**Data in this exercise**:
((
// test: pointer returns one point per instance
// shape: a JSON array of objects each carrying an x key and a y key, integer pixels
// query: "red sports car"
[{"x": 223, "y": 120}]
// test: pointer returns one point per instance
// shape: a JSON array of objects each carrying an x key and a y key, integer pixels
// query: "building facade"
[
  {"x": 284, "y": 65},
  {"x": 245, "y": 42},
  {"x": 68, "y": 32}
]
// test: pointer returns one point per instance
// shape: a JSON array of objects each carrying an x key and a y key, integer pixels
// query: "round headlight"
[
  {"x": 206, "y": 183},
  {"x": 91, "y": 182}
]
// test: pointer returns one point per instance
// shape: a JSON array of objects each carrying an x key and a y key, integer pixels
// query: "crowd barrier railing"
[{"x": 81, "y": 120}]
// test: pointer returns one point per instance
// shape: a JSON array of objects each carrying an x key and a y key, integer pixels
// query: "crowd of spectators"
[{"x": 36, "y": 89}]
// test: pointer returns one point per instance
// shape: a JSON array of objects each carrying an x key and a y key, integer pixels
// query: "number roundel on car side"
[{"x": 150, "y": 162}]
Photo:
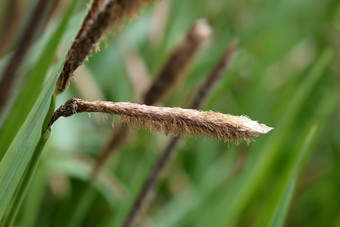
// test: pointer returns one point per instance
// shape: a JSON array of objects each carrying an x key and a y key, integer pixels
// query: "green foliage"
[{"x": 284, "y": 74}]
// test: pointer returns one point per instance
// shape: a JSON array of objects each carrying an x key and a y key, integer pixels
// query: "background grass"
[{"x": 285, "y": 73}]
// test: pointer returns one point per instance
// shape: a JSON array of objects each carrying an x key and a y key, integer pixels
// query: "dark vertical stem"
[
  {"x": 151, "y": 181},
  {"x": 10, "y": 72}
]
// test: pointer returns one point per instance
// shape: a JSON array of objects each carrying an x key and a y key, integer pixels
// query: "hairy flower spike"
[
  {"x": 171, "y": 120},
  {"x": 96, "y": 24}
]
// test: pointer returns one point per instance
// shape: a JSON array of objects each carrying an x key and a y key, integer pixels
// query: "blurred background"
[{"x": 284, "y": 73}]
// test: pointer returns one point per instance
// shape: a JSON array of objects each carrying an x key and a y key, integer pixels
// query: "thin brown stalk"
[
  {"x": 173, "y": 71},
  {"x": 10, "y": 23},
  {"x": 143, "y": 198},
  {"x": 14, "y": 63},
  {"x": 111, "y": 16},
  {"x": 169, "y": 120}
]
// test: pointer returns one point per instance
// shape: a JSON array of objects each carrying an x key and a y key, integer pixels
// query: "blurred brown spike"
[
  {"x": 111, "y": 16},
  {"x": 10, "y": 72},
  {"x": 214, "y": 76},
  {"x": 91, "y": 16},
  {"x": 178, "y": 62}
]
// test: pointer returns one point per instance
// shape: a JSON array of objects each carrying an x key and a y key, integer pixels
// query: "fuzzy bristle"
[{"x": 173, "y": 121}]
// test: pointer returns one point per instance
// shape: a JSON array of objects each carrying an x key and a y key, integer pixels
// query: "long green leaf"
[{"x": 33, "y": 85}]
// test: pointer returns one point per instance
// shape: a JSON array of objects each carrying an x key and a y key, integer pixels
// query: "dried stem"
[
  {"x": 171, "y": 120},
  {"x": 173, "y": 71},
  {"x": 142, "y": 200},
  {"x": 95, "y": 25},
  {"x": 10, "y": 72}
]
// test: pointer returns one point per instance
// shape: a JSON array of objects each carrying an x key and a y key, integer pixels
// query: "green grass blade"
[
  {"x": 279, "y": 206},
  {"x": 243, "y": 189},
  {"x": 20, "y": 152},
  {"x": 8, "y": 221},
  {"x": 33, "y": 85}
]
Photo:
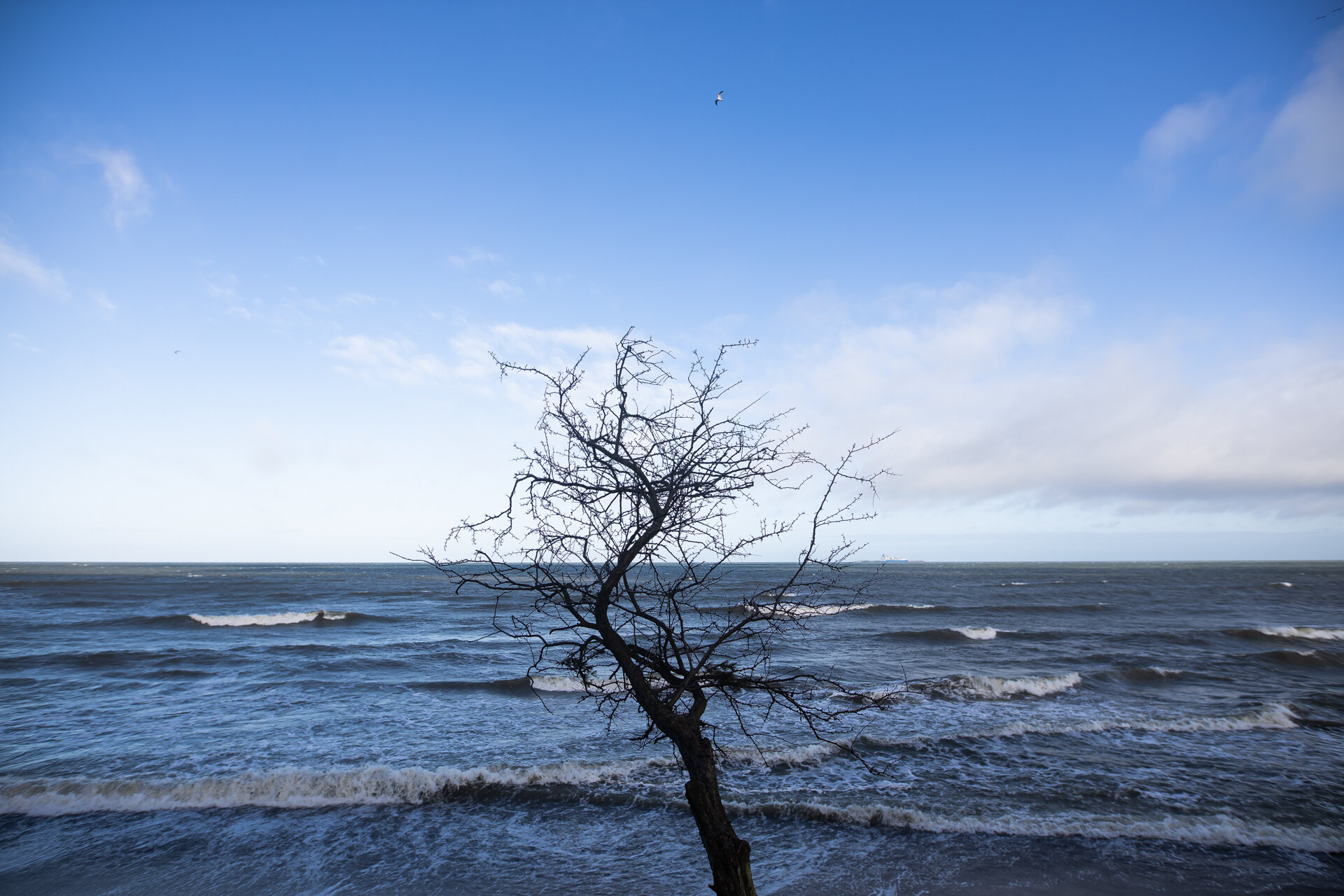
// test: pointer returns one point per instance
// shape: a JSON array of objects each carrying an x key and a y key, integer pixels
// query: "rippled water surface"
[{"x": 355, "y": 729}]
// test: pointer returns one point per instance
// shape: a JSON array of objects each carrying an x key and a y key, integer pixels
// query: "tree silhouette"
[{"x": 616, "y": 535}]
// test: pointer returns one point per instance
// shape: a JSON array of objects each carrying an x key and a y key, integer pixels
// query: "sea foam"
[
  {"x": 995, "y": 688},
  {"x": 267, "y": 618},
  {"x": 292, "y": 788},
  {"x": 1304, "y": 631},
  {"x": 1212, "y": 830}
]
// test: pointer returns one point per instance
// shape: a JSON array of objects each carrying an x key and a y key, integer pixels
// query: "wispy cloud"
[
  {"x": 545, "y": 348},
  {"x": 1303, "y": 153},
  {"x": 130, "y": 194},
  {"x": 101, "y": 300},
  {"x": 356, "y": 298},
  {"x": 18, "y": 340},
  {"x": 993, "y": 403},
  {"x": 504, "y": 289},
  {"x": 20, "y": 265},
  {"x": 1184, "y": 128},
  {"x": 1294, "y": 150},
  {"x": 387, "y": 359},
  {"x": 473, "y": 255}
]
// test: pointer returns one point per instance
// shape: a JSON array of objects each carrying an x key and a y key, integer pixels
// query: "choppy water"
[{"x": 354, "y": 729}]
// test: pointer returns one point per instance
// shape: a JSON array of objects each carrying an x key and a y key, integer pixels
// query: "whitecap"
[
  {"x": 292, "y": 788},
  {"x": 995, "y": 688},
  {"x": 804, "y": 610},
  {"x": 265, "y": 618},
  {"x": 1304, "y": 631},
  {"x": 1211, "y": 830}
]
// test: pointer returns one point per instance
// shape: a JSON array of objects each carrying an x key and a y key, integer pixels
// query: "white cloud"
[
  {"x": 1183, "y": 130},
  {"x": 550, "y": 349},
  {"x": 1297, "y": 158},
  {"x": 356, "y": 298},
  {"x": 388, "y": 359},
  {"x": 1303, "y": 153},
  {"x": 19, "y": 342},
  {"x": 20, "y": 265},
  {"x": 125, "y": 183},
  {"x": 995, "y": 403},
  {"x": 472, "y": 257},
  {"x": 504, "y": 289}
]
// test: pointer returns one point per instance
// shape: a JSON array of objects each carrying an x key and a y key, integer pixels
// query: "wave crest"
[
  {"x": 995, "y": 688},
  {"x": 1212, "y": 830},
  {"x": 269, "y": 618},
  {"x": 1307, "y": 633},
  {"x": 292, "y": 788}
]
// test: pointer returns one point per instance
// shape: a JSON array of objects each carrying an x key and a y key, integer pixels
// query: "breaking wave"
[
  {"x": 979, "y": 634},
  {"x": 1276, "y": 716},
  {"x": 270, "y": 618},
  {"x": 804, "y": 610},
  {"x": 1211, "y": 830},
  {"x": 293, "y": 788},
  {"x": 995, "y": 688},
  {"x": 1307, "y": 633}
]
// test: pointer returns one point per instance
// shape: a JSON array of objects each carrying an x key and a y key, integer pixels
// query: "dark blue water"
[{"x": 1057, "y": 727}]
))
**Instructions to follow**: Repeat the material above word for word and skip every image in it.

**Solution**:
// test: pointer returns one point per instance
// shape: a JSON array of objects each carrying an x key and a y key, integer pixels
// query: "red sports car"
[{"x": 223, "y": 120}]
// test: pointer returns one point per instance
// shape: a JSON array of objects each carrying an x key and a y key, integer pixels
// query: "building facade"
[
  {"x": 284, "y": 65},
  {"x": 245, "y": 42},
  {"x": 68, "y": 32}
]
// test: pointer returns one point per instance
// shape: a JSON array of objects each carrying an x key and a y key, integer pixels
// query: "round headlight"
[
  {"x": 206, "y": 183},
  {"x": 91, "y": 182}
]
// test: pointer returns one point per instance
// shape: a JSON array of objects each carrying an x key and a y key, integer pixels
// query: "crowd barrier railing"
[{"x": 81, "y": 120}]
// test: pointer returns one point per instance
// shape: a JSON array of objects each carrying an x key and a y key, integer pixels
// query: "crowd of spectators"
[{"x": 36, "y": 89}]
// test: pointer returns one point per instance
// shape: a JSON array of objects each carrying an x key and a y key, integer pixels
// query: "number roundel on car side"
[{"x": 150, "y": 162}]
Photo:
// test: pointer returns one point per instance
// shape: a JSON array of objects each carrying an x key and a y key, integer pixels
// query: "green foliage"
[{"x": 284, "y": 74}]
// test: pointer returns one point per instance
// shape: a JSON array of objects each carrying an x key and a y key, integer pixels
// query: "background grass"
[{"x": 285, "y": 73}]
// test: pointer returns one point per instance
// shape: a JSON array of objects each carrying an x key and a y key, integer pixels
// query: "dark vertical stem"
[
  {"x": 151, "y": 181},
  {"x": 10, "y": 72}
]
// test: pointer returns one point per instance
// shape: a JSON array of objects each carrying an x key and a y key, integer pixels
// query: "hairy flower spike"
[
  {"x": 171, "y": 120},
  {"x": 96, "y": 24}
]
// test: pointer returns one point per instance
// shape: a JSON array of objects each carrying an x key and a y key, integer pixels
// query: "blurred background"
[{"x": 284, "y": 73}]
// test: pointer returns one point per instance
// shape: a JSON array of objects each carrying an x key and a y key, integer pixels
// query: "thin brown stalk"
[
  {"x": 173, "y": 71},
  {"x": 10, "y": 23},
  {"x": 143, "y": 198},
  {"x": 14, "y": 63},
  {"x": 111, "y": 16},
  {"x": 169, "y": 120}
]
// test: pointer returns one point per instance
// shape: a JSON array of objects each carrying an x key and a y key, integer pixels
// query: "blurred brown spike"
[
  {"x": 111, "y": 16},
  {"x": 10, "y": 72},
  {"x": 214, "y": 76},
  {"x": 91, "y": 16},
  {"x": 178, "y": 62}
]
// test: pointer returns one point per instance
// shape: a JSON array of objects each carrying an x key and a y key, integer pixels
// query: "fuzzy bristle"
[{"x": 173, "y": 121}]
// test: pointer returns one point per instance
// shape: a JSON array of objects each carrying an x key and a y key, integer pixels
// query: "long green leaf"
[{"x": 33, "y": 85}]
// test: pointer returns one point per instance
// shape: a JSON array of objects each carrying an x key and a y key, integer pixels
// query: "dried stem"
[
  {"x": 171, "y": 120},
  {"x": 173, "y": 71},
  {"x": 142, "y": 200},
  {"x": 95, "y": 25},
  {"x": 10, "y": 72}
]
// test: pointer returns one point per instance
// shape: a JSON array of objects each carrying an x key and a y key, integer pixels
// query: "green grass blade"
[
  {"x": 279, "y": 206},
  {"x": 243, "y": 189},
  {"x": 20, "y": 152},
  {"x": 8, "y": 221},
  {"x": 33, "y": 85}
]
Photo:
// test: pointer returns one point per instance
// shape: a JSON array of objects each carrying an x key and a y key, integer pixels
// query: "rippled water surface"
[{"x": 355, "y": 729}]
// test: pointer returns one point per instance
// shape: a JSON array of objects each carrying an x key and a y key, integer pixels
// query: "tree silhouette"
[{"x": 616, "y": 535}]
// test: pointer returns one point per instance
// shape: a JSON array of objects each carrying an x key and a y key, integer pixels
// query: "sea foam"
[
  {"x": 995, "y": 688},
  {"x": 267, "y": 618},
  {"x": 292, "y": 788},
  {"x": 1304, "y": 631},
  {"x": 1212, "y": 830}
]
// test: pointer returns one point per instance
// shape: a JSON array of objects each carrying an x key and a y key, integer pixels
// query: "wispy cloud"
[
  {"x": 545, "y": 348},
  {"x": 1303, "y": 153},
  {"x": 130, "y": 194},
  {"x": 101, "y": 300},
  {"x": 356, "y": 298},
  {"x": 18, "y": 340},
  {"x": 993, "y": 403},
  {"x": 504, "y": 289},
  {"x": 20, "y": 265},
  {"x": 1184, "y": 128},
  {"x": 1294, "y": 150},
  {"x": 387, "y": 359},
  {"x": 473, "y": 255}
]
// test: pointer returns one point per instance
// shape: a JSON array of objects each carrying an x key and a y key, integer pixels
// query: "choppy water"
[{"x": 354, "y": 729}]
// test: pointer returns one point per instance
// shape: a JSON array of objects each carrying an x key and a y key, integer pixels
// query: "whitecap"
[
  {"x": 292, "y": 788},
  {"x": 995, "y": 688},
  {"x": 804, "y": 610},
  {"x": 265, "y": 618},
  {"x": 1304, "y": 631},
  {"x": 1211, "y": 830}
]
// test: pointer returns one point per instance
// shape: a JSON array of objects each carrying an x key and a y key, integer pixels
// query: "white cloud"
[
  {"x": 1183, "y": 130},
  {"x": 550, "y": 349},
  {"x": 1297, "y": 158},
  {"x": 356, "y": 298},
  {"x": 388, "y": 359},
  {"x": 1303, "y": 153},
  {"x": 19, "y": 342},
  {"x": 20, "y": 265},
  {"x": 125, "y": 183},
  {"x": 995, "y": 403},
  {"x": 472, "y": 257},
  {"x": 504, "y": 289}
]
// test: pointer returns one point per instance
// shape: a JSON array of objects each carrying an x key and a y key, integer pixels
// query: "wave crest"
[
  {"x": 995, "y": 688},
  {"x": 1212, "y": 830},
  {"x": 269, "y": 618},
  {"x": 1307, "y": 633},
  {"x": 292, "y": 788}
]
// test: pointer returns one point per instance
// shape: a JSON array of objects each carrying an x key and a y key, integer pixels
// query: "breaking wave"
[
  {"x": 979, "y": 634},
  {"x": 1276, "y": 716},
  {"x": 270, "y": 618},
  {"x": 804, "y": 610},
  {"x": 1211, "y": 830},
  {"x": 293, "y": 788},
  {"x": 995, "y": 688},
  {"x": 1307, "y": 633}
]
// test: pointer returns one point per instance
// shape: a JSON array of objects each carrying an x key and a y key, integer pixels
// query: "dark blue water"
[{"x": 1057, "y": 727}]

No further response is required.